** start Records **

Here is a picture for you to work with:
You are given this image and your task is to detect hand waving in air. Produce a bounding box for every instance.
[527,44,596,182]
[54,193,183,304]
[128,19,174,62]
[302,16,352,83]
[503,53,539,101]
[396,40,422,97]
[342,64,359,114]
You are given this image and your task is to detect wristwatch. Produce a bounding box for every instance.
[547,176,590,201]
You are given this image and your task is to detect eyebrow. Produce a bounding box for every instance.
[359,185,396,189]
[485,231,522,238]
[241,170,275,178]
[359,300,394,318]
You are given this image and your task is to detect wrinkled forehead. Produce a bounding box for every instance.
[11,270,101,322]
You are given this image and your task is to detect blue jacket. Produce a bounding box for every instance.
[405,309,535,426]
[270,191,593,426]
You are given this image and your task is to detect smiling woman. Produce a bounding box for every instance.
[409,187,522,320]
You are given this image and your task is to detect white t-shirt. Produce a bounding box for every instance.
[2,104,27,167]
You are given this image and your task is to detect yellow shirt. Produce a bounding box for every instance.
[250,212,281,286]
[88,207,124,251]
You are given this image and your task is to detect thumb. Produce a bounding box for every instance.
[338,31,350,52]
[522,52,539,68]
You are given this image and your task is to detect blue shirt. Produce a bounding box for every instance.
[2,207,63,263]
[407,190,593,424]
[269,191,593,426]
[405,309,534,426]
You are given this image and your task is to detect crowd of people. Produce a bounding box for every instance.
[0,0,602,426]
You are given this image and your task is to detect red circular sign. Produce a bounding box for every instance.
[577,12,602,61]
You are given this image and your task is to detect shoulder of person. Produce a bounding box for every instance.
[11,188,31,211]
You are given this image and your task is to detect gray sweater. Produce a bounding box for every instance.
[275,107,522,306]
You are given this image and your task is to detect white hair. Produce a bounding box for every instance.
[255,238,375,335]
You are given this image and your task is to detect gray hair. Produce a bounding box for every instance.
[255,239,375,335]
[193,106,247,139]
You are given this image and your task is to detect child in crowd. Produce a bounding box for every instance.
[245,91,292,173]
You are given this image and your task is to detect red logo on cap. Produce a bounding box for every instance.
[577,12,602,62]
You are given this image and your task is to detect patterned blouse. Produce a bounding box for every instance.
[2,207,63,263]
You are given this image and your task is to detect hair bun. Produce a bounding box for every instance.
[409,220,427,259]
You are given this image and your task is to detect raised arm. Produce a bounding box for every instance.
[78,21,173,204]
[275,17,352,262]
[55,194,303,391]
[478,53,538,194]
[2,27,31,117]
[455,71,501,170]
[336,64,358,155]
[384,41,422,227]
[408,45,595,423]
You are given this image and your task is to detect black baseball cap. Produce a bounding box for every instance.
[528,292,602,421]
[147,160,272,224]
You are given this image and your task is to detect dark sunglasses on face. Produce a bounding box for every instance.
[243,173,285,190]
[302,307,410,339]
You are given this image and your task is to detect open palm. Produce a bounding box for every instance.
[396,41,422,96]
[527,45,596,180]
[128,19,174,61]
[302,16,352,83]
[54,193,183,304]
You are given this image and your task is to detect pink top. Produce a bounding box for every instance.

** end Records **

• [Task statement]:
Print out the whole listing exactly as it appears.

• [Result for this exercise]:
Here is a picture for you to work with:
You are given this image and your task is to detect hand waving in air. Produce a bounding box for every instance.
[527,44,596,182]
[54,193,183,304]
[128,19,174,62]
[302,16,352,83]
[503,53,539,101]
[396,40,422,97]
[342,64,359,114]
You are given this image and your task is to detect wristwatch. Produce a bounding box for every instance.
[547,176,590,201]
You are given this image and your task is to detect eyebrow. Produce a bounding box for every instance.
[359,185,396,189]
[485,231,522,238]
[241,170,275,178]
[359,300,394,318]
You are given this image and your task is to detect wrinkled forehead. Produce a bounding box for every instance.
[11,270,101,322]
You are given this image and your task is to detect blue jacket. Produce a bounding box for every instance.
[405,309,535,426]
[270,191,593,426]
You are given this image and your task is to detect smiling woman. Produce a bounding box for every instance.
[409,187,522,320]
You are given this image and your task is to detect white t-shirt. Produce a bounding box for every instance.
[2,104,27,167]
You are given this image and your task is to detect yellow shirt. Produce a bounding box for every instance.
[250,212,281,286]
[88,207,124,251]
You are given this image and your task is to detect thumb. Produce a bounding box for every instance.
[338,31,350,52]
[522,52,539,68]
You are given this image and your task is to detect blue shirt. Produce a bounding box for every instance.
[2,207,63,263]
[407,190,593,424]
[269,191,593,426]
[405,309,534,426]
You are given this image and your task is to detect crowd of people. Produce a bounding box for every instance.
[0,0,602,426]
You are given this image and your task is to detect red circular sign. Produce a bounding box for every instance.
[577,12,602,61]
You are given this image and your task is to detect shoulder of person. Produce a bounding box for every instance.
[11,188,31,211]
You are given this image and your task is to detect gray sweater. Produce a bounding box for every instance.
[275,107,522,306]
You are given this image and your task is to detect white hair. Produce a bounding box for every instance.
[255,238,375,335]
You are given this image and your task is to detect gray hair. Produce a bounding box for every instance.
[255,239,375,335]
[193,106,247,139]
You are given this image and your task is to detect child in crowd. Produce a bounding box for every instance.
[245,91,292,173]
You are given this image and your task is to detect red logo on cap. Produce a bounding box for every instance.
[577,12,602,62]
You are given this image and your task is to detect patterned blouse. Produce a bounding box for every instance.
[2,207,63,263]
You are given this image and your task is to detect hair bun. Produce a bounding box for every instance.
[409,220,427,259]
You are given this image and your task is to detect raised arm. Produce a bounding box for every instance.
[78,21,173,204]
[275,17,352,262]
[55,194,303,391]
[478,53,538,194]
[2,27,31,117]
[455,71,501,170]
[336,64,358,155]
[384,41,422,227]
[408,45,595,423]
You are given this image and your task is to detect black baseball cap. Produce a bounding box for every instance.
[528,292,602,421]
[147,160,272,224]
You are given this image and your task is to detect dark sunglasses on face. Produce a bounding box for every instance.
[243,173,285,190]
[302,307,410,339]
You are given this image and your task is to detect open palm. Produce a bounding box for every instance.
[396,41,422,96]
[527,45,596,180]
[128,19,174,61]
[302,16,352,83]
[54,193,183,304]
You are given this image and your task is to detect pink top. Produce a bounding box for every instance.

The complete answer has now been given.